__WHAT TO PRODUCE__: Rewrite the lines below as a Markdown table with the columns No. and Text, starting at the line with "Return the outline of every instance of the butterfly thorax." and ending with, and including, the line with "M92 58L94 48L90". Number each line in order and omit any blank lines.

__EXTRACTED ENTRIES__:

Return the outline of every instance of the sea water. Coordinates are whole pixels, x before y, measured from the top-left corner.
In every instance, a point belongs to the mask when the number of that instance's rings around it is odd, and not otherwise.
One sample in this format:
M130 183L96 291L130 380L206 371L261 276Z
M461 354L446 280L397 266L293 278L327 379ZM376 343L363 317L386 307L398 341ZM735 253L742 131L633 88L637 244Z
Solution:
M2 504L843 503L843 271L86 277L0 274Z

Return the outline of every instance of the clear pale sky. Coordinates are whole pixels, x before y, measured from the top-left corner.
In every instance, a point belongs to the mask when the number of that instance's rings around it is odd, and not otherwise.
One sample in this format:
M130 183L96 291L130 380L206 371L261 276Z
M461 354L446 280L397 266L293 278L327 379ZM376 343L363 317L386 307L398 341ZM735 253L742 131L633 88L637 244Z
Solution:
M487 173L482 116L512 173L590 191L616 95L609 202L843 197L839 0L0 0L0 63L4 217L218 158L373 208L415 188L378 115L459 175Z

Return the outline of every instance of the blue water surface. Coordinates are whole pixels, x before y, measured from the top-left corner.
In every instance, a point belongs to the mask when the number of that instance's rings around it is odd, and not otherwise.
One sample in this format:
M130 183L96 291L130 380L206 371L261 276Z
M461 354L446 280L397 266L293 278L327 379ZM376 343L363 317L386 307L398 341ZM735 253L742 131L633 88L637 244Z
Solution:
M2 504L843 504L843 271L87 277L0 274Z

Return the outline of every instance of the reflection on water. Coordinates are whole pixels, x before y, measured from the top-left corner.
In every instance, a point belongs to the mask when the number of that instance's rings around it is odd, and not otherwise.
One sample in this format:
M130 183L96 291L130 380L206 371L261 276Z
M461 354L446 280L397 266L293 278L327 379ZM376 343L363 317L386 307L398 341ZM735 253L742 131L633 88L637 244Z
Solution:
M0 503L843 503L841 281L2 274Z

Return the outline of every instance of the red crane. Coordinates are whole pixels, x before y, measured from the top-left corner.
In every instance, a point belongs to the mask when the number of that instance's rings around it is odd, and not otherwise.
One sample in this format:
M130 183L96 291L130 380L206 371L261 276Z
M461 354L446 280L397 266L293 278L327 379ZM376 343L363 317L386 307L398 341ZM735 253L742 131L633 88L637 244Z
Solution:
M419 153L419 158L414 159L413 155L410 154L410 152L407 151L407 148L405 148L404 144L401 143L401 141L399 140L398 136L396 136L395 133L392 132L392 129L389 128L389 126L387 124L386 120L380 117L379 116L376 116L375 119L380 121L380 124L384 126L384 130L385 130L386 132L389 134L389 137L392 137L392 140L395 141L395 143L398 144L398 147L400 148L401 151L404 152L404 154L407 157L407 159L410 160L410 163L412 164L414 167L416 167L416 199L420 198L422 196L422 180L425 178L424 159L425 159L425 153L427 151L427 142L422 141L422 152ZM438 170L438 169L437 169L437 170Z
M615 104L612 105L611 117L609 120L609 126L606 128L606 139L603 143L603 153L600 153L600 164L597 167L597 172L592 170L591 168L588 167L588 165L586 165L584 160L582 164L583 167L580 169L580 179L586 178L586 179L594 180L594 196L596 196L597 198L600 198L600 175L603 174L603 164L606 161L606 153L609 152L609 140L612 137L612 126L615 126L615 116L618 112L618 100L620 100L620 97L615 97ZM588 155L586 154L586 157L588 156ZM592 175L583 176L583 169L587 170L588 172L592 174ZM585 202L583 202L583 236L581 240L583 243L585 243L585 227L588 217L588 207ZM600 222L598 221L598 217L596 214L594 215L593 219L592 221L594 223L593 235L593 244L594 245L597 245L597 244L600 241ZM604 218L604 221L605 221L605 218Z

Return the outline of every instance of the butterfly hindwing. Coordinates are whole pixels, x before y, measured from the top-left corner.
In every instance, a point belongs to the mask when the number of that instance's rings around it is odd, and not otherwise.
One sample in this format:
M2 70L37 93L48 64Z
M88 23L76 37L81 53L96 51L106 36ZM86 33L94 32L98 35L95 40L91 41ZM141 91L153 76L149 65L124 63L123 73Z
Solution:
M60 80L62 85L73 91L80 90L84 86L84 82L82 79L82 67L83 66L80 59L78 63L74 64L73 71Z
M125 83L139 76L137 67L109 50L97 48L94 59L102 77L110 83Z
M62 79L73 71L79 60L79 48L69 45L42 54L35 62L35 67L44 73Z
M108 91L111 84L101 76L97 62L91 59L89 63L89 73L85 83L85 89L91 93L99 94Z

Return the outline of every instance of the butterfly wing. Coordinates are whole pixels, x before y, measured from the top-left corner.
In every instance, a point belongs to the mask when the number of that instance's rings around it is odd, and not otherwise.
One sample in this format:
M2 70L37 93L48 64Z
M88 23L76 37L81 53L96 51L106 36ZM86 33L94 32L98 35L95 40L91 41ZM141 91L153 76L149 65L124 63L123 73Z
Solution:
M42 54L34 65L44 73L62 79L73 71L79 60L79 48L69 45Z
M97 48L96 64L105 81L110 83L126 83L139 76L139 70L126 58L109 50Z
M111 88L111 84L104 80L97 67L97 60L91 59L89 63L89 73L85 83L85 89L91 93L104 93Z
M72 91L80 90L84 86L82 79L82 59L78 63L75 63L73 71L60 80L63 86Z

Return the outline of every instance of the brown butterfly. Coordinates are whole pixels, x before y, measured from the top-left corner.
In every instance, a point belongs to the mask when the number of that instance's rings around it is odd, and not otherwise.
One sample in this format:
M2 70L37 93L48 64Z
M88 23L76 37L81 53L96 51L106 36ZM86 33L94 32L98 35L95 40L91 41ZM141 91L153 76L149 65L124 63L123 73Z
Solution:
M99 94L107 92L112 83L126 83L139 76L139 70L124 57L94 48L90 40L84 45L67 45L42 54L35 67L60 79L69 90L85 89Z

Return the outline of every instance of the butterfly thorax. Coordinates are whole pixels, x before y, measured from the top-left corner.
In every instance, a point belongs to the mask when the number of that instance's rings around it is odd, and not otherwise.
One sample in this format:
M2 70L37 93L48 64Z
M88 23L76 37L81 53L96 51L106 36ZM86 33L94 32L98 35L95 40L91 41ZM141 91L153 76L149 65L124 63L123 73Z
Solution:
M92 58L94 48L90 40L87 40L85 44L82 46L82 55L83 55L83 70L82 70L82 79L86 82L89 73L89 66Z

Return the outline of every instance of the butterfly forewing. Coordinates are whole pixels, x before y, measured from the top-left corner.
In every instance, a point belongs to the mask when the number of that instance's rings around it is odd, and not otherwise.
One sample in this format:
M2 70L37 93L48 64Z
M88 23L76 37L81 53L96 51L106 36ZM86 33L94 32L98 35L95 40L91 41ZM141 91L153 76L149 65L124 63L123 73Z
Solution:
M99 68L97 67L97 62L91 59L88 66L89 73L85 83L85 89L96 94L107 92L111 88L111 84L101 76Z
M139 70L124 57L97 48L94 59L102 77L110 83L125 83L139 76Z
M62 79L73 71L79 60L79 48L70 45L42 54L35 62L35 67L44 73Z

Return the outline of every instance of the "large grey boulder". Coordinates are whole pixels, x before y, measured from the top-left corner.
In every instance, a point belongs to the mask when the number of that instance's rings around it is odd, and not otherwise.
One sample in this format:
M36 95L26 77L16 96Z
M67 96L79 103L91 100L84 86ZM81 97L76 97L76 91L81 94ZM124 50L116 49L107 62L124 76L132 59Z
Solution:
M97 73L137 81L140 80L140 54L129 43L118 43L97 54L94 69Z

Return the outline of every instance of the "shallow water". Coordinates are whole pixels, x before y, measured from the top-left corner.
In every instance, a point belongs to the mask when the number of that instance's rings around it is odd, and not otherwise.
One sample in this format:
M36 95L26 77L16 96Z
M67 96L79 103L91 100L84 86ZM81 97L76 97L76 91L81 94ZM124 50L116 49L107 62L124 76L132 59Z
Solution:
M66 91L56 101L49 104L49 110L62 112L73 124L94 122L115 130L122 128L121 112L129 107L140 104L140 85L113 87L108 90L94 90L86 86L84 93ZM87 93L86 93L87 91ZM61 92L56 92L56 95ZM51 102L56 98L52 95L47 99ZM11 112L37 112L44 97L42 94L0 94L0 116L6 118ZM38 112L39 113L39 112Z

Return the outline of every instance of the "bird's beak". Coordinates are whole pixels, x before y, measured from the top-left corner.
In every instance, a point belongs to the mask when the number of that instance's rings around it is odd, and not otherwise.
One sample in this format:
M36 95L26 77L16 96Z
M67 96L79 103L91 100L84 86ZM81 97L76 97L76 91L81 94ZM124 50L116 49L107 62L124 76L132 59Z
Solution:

__RESULT__:
| No. | Text |
|---|---|
| 1 | Return the outline of every instance of the butterfly thorax. Coordinates are whole pixels, x before y, measured from the top-left corner. |
| 2 | In every instance, a point belongs to the mask when the number of that instance's rings around it is odd, and not otherwise. |
| 3 | One sample in this format: |
| 4 | M2 70L37 93L48 64Z |
| 5 | M88 23L76 37L81 53L96 51L106 36ZM86 33L94 32L98 35L95 40L91 41ZM141 91L153 76L149 65L124 63L123 73Z |
| 6 | Solution: |
| 7 | M92 58L94 48L90 40L87 40L85 44L82 46L82 55L83 55L83 70L82 70L82 79L86 82L89 73L89 66Z |